What is needed
Rewrite the listing below with every "weathered concrete tomb" changed to "weathered stone tomb" and all other text kept as it is. Leave the pictures out of your version.

Image boundary labeling items
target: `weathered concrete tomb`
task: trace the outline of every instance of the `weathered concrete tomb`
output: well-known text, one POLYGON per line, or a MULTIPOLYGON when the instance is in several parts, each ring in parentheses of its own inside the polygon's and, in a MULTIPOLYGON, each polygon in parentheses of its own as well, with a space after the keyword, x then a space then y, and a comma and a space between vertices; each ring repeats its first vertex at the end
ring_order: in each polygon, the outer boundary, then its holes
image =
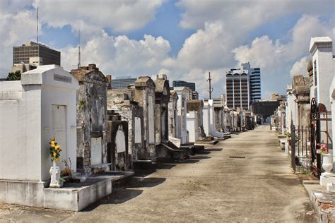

Exercise output
target: `weathered stone tomb`
task: trace the outline of every instance of the `weathered stone tomb`
output: well-known text, one POLYGON per line, or a MULTIPOLYGON when the instance is in several parts, each ring in parentheses of its own inside the polygon's and, in a MULTIPOLYGON, each polygon in parentheses of its own as well, with a space after the keyword, x then a space then y, and a comma and a space between vertices; each ring repeats its first vertex at the end
ring_order: in each polygon, the outer boundary, then its holes
image =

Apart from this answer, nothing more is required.